TASK DIRECTIONS: Leaving pictures aside, restate exactly the lines of the data below, from the first one through the line that contains "Task: annotate every instance of the plaid".

::::::::

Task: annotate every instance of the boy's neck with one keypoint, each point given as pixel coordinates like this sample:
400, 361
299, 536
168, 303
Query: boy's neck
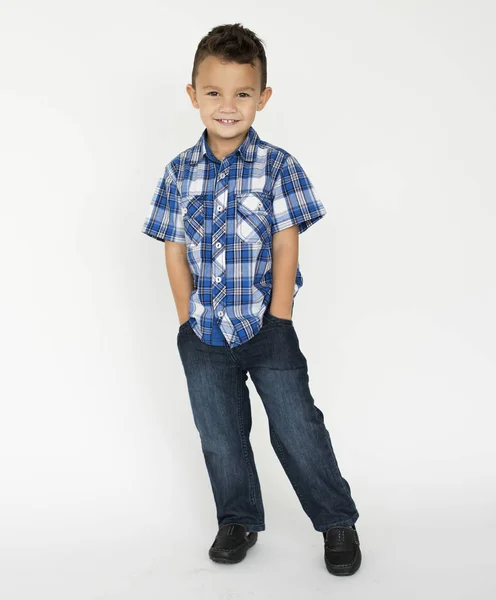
221, 148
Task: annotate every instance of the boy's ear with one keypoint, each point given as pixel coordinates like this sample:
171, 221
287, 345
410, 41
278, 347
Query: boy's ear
264, 98
192, 95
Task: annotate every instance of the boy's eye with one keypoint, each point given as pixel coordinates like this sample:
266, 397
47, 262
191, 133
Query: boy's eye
242, 93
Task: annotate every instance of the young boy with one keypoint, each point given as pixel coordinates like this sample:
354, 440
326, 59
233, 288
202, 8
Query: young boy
230, 209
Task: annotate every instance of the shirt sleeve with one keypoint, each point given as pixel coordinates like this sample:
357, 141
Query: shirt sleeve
295, 201
165, 219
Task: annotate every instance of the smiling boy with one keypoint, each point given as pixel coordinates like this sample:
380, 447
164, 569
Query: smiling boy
230, 210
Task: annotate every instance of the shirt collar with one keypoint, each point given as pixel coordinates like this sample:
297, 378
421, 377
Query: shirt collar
246, 150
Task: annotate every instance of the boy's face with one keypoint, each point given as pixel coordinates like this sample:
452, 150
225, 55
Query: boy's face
227, 90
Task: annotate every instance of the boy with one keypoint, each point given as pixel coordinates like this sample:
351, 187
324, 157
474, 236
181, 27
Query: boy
229, 210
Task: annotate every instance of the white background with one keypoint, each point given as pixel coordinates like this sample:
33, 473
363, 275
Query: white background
390, 108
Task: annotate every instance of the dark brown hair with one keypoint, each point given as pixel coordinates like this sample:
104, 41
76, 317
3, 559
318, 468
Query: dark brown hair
232, 43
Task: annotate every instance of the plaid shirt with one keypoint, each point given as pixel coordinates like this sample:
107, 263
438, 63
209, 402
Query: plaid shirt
226, 215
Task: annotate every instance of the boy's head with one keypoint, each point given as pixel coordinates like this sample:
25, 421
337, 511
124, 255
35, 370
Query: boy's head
229, 80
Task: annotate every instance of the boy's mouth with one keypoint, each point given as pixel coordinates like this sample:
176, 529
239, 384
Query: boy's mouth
227, 121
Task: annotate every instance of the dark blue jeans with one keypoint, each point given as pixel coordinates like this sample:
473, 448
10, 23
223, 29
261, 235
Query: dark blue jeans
216, 379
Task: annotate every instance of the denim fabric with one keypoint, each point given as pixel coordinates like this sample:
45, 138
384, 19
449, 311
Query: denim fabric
216, 380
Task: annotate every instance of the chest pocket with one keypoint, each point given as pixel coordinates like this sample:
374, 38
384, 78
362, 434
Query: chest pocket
194, 218
253, 217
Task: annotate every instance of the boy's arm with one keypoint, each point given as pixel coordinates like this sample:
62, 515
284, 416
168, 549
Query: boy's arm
180, 277
284, 264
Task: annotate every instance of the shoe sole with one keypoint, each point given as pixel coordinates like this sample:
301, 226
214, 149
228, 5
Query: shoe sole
238, 554
345, 569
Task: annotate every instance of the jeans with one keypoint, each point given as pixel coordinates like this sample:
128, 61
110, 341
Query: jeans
216, 379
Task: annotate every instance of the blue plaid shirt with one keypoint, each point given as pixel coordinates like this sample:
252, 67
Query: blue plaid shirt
226, 212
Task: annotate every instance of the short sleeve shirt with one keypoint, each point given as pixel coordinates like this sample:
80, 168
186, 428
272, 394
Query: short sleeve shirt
226, 212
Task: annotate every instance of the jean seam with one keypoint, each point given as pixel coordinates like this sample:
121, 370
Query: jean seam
280, 453
251, 477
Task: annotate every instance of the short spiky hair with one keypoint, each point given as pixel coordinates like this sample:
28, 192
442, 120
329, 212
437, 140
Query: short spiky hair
233, 43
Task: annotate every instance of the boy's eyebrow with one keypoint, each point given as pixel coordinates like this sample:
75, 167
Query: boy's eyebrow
204, 87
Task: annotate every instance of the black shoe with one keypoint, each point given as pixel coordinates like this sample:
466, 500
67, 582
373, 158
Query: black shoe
342, 550
231, 543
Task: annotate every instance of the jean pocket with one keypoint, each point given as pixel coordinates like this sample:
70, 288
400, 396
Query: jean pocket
271, 317
253, 217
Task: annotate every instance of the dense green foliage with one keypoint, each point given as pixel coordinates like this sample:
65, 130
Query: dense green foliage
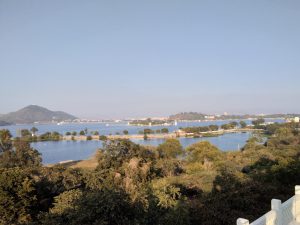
139, 185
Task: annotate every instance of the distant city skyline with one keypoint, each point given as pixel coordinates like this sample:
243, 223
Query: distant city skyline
124, 59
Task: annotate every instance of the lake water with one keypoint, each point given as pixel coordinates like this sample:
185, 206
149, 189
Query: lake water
54, 152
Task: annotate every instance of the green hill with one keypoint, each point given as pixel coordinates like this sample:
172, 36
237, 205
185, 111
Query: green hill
34, 113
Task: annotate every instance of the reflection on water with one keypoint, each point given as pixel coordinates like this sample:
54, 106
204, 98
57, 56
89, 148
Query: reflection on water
54, 152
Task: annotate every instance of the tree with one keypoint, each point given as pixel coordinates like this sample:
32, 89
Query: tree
243, 124
5, 140
34, 130
213, 127
21, 155
18, 200
102, 138
171, 148
89, 138
145, 136
164, 130
203, 152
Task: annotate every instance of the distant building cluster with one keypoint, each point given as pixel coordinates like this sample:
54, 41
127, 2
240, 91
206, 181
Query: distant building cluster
295, 120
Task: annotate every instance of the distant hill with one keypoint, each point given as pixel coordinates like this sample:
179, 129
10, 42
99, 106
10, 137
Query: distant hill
3, 123
34, 113
188, 116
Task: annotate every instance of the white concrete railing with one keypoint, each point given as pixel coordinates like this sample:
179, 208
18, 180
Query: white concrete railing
287, 213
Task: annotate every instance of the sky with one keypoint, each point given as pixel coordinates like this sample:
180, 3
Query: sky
123, 59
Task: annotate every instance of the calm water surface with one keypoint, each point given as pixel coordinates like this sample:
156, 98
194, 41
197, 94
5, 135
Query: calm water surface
54, 152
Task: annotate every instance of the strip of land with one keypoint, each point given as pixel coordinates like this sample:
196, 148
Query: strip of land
175, 134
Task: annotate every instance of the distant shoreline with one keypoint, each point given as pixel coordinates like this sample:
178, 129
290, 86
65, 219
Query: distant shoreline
159, 136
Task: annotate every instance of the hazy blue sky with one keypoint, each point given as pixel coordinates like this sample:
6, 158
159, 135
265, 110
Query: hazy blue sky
108, 59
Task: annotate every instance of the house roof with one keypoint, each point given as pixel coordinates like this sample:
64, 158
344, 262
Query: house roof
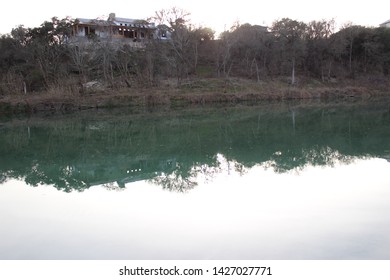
119, 22
386, 22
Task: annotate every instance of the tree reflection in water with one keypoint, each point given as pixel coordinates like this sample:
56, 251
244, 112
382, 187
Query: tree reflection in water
179, 150
184, 179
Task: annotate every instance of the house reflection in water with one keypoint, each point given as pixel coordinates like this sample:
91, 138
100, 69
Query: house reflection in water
123, 170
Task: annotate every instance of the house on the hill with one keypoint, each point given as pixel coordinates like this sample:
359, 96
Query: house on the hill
385, 24
120, 30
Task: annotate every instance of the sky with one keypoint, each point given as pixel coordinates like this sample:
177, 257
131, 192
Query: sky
219, 15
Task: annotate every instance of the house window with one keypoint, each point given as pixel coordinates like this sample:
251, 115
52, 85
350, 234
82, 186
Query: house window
89, 30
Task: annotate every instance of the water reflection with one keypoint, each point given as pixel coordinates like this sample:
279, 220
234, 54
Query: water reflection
243, 183
174, 150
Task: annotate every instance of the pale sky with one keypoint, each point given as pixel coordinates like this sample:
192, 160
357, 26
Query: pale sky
219, 15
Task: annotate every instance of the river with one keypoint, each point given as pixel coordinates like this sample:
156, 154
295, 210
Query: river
271, 181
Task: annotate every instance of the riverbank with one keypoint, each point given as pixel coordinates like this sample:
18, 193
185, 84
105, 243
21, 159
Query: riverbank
201, 91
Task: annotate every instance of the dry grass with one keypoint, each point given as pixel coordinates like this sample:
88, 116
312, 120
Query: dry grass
68, 97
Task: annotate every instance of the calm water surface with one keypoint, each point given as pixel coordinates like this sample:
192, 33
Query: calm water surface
277, 181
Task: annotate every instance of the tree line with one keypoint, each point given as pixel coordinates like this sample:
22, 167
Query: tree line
42, 59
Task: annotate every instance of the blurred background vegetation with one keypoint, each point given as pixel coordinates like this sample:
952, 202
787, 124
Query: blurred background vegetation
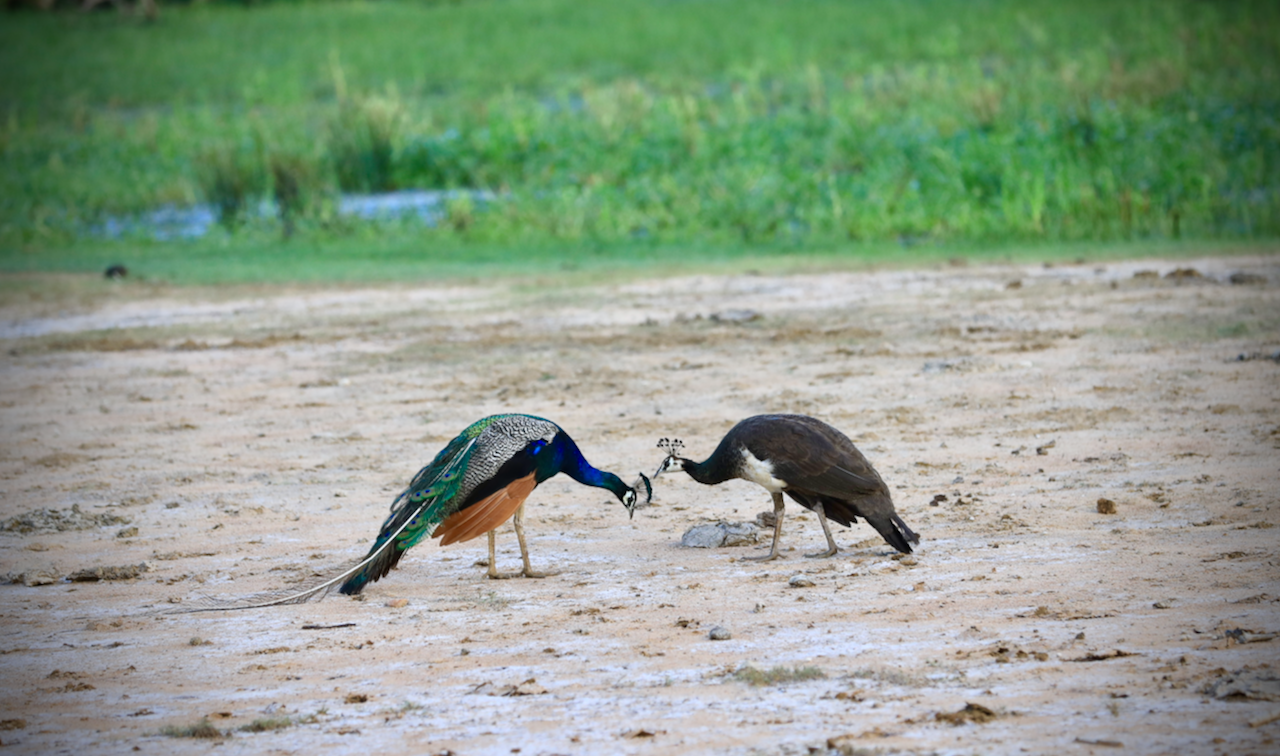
629, 131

::::::::

RESULT FOR THIS TASK:
Task: annotate every instance of the boy's neck with one keypoint, each point given as pixel coordinates like this sample:
400, 361
299, 536
168, 303
Query: boy's neck
221, 148
Task: annotate every instance of the boy's ear with one keypoint, each point given as pixel coordinates like this sample:
171, 221
287, 345
410, 41
278, 347
Query: boy's ear
264, 98
192, 95
Task: annotate every instance of the boy's eye with one keypoint, each point given as pixel coordinates like this sample:
266, 397
47, 262
191, 133
Query: boy's eye
242, 93
Task: annotate every instance of the young boy with one keypoint, each point given as pixel coordinates like this sample:
354, 440
326, 59
233, 288
202, 8
Query: young boy
230, 209
Task: annotate every instance of the shirt sleeve with one keypoint, each point given as pixel coordinates like this sample:
357, 141
Query: shirt sleeve
295, 201
165, 219
Task: annotate every instance of the smiling boy with one keypoint, each point given as pixel coordinates like this sample:
380, 447
164, 569
Query: smiling boy
230, 210
Task: annotate every instance of the shirt collar with one keypoint, each point given as pixel coordinates like this sample:
297, 378
421, 377
Query: shirt collar
246, 150
Task: annotate every instance of the boy's face with one keypoint, each point given as pixel coordinates like this sample:
452, 150
225, 55
Query: boy's face
227, 90
Task: annotate every instance of the boy with one keypoint, each point given as pixel coordinates like this sample:
351, 187
324, 157
474, 236
181, 27
Query: boy
229, 210
Task: annotate every instance of the white background with one keypoint, each point given as pixel coordinates like this sample:
33, 473
363, 275
Query: white background
390, 108
Task: annotate every instance of the dark brown hair with one keypoint, each point given as pixel coordinates like this sample:
104, 41
76, 317
3, 559
318, 468
Query: dark brown hair
232, 43
Task: annotate every instance of the plaid shirt with one keypoint, each point given as pixel coordinates like this sample:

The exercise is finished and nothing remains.